» **RECORDS TO USE**

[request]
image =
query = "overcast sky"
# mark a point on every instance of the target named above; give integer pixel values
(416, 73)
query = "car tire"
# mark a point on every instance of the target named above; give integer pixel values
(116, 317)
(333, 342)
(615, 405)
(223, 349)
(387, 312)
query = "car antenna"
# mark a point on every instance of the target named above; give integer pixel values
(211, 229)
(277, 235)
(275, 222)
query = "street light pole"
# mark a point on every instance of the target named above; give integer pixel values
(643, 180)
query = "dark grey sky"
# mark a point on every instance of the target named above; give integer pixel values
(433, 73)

» **WORK REQUIRED**
Turn every line of the records above into a numbered list, leaving out any blank lines.

» **EXERCISE RESPONSE**
1. [request]
2. image =
3. query = "overcast sky"
4. # mark a point on every instance of the target named above; give integer pixel values
5. (416, 73)
6. query = "car tire"
7. # mark a point on every instance of the target named above; give integer pixel values
8. (116, 317)
9. (333, 342)
10. (615, 405)
11. (223, 349)
12. (387, 312)
13. query = "car antenna"
14. # mark a point on every instance of the target named above; give integer pixel values
15. (211, 229)
16. (277, 235)
17. (275, 222)
18. query = "street light pole"
19. # mark a point on every instance of the target named above; give integer pixel values
20. (643, 180)
21. query = "dark grey sky"
22. # mark a point on every instance of the target named above; give integer pixel values
23. (433, 73)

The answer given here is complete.